- [Exercises]
(1) Using the post on ML for data engineers, answer these questions:
(a) Which exam was the author preparing for when writing the post?
(b) On which platform can the author's book be read online?
(c) What is the post's first section about?
(2) List the stages of machine learning that the post on ML for data engineers says it will cover.
(3) Write the next part of the post on ML for data engineers, picking up right after its final sentence.

- [Source extract]
<<<<
ML for data engineers - what I learned when preparing GCP Data Engineer certification on waitingforcode.com

I wrote this blog post a week before passing the GCP Data Engineer exam, hoping it'll help to organize a few things in my head (it did!). I also hope that it'll help you too in understanding ML from a data engineering perspective!

Data Engineering Design Patterns

Looking for a book that defines and solves most common data engineering problems? I wrote one on that topic! You can read it online on the O'Reilly platform, or get a print copy on Amazon.

I also help solve your data engineering problems 👉 contact@waitingforcode.com 📩

The post starts with a section dedicated to the data transformation. After that, you will find a few sections about training and evaluation stages, and to terminate, about the serving.
>>>>
- [Dataset excerpts]
<<<<
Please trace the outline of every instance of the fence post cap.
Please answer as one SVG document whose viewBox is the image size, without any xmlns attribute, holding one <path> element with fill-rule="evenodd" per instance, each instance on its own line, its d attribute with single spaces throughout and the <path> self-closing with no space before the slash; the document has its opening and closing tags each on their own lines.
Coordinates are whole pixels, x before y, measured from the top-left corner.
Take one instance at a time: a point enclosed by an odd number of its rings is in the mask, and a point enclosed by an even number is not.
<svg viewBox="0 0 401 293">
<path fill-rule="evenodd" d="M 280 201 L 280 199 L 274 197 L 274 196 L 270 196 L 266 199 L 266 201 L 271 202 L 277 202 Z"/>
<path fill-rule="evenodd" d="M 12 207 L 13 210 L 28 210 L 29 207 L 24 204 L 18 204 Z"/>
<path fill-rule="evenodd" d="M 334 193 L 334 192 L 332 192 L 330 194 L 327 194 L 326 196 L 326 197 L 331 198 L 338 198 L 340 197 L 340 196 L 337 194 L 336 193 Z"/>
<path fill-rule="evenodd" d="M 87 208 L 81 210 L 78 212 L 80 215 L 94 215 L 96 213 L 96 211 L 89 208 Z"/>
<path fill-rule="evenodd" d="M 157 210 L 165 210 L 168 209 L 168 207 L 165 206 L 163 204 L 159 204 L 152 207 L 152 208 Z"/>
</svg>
>>>>
- [Answers provided]
(1)
(a) The GCP Data Engineer exam.
(b) The O'Reilly platform.
(c) Data transformation.

(2)
- Data transformation
- Training
- Evaluation
- Serving

(3)
Data transformation

Let's start with data transformation. Data transformation will help prepare the dataset for training in the data science context by performing cleansing or enrichment actions. Even though it's quite obvious topic, there is one important thing to notice. The transformations applied to the training and predicted data must be the same. It seems obvious, but it can be the first reason why the deployed model doesn't work the same during the training and the validation stage. To be clear, that's not the single one, but probably, it'll be the simplest to fix.

How to ensure the same transformation logic applied on both parts of the pipeline? A common dependency like a wheel or JAR will often be enough but may require more work in the case of full-pass transformations (explained below). An alternative solution uses TensorFlow's tf.Transform object. You can export its output as a Tensorflow graph storing the transformation logic alongside the statistics required for some of them.

Regarding the aforementioned full-pass transformations, they are one of 3 transformation types available in feature engineering (you will find more details in the articles linked in "Further reading" section). Apart the full-pass, 2 other transformations are instance-level and window aggregations. The instance-level is the easiest one since it uses the information already stored in the feature column(s). For example, it can create a new boolean flag feature from 2 other feature columns.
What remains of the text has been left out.